### WORKING DATA
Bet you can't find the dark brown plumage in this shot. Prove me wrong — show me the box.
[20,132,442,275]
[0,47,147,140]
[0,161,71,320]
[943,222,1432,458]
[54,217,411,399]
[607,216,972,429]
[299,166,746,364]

### WHAT IS NEEDED
Return every record above exactly, line by line.

### RESPONSE BOX
Bet you can't find the dark brown plumage in this shot. Prove me wrong — show me the box.
[20,132,442,275]
[0,47,147,140]
[0,161,71,320]
[943,222,1432,458]
[54,217,411,399]
[607,216,972,429]
[299,166,746,364]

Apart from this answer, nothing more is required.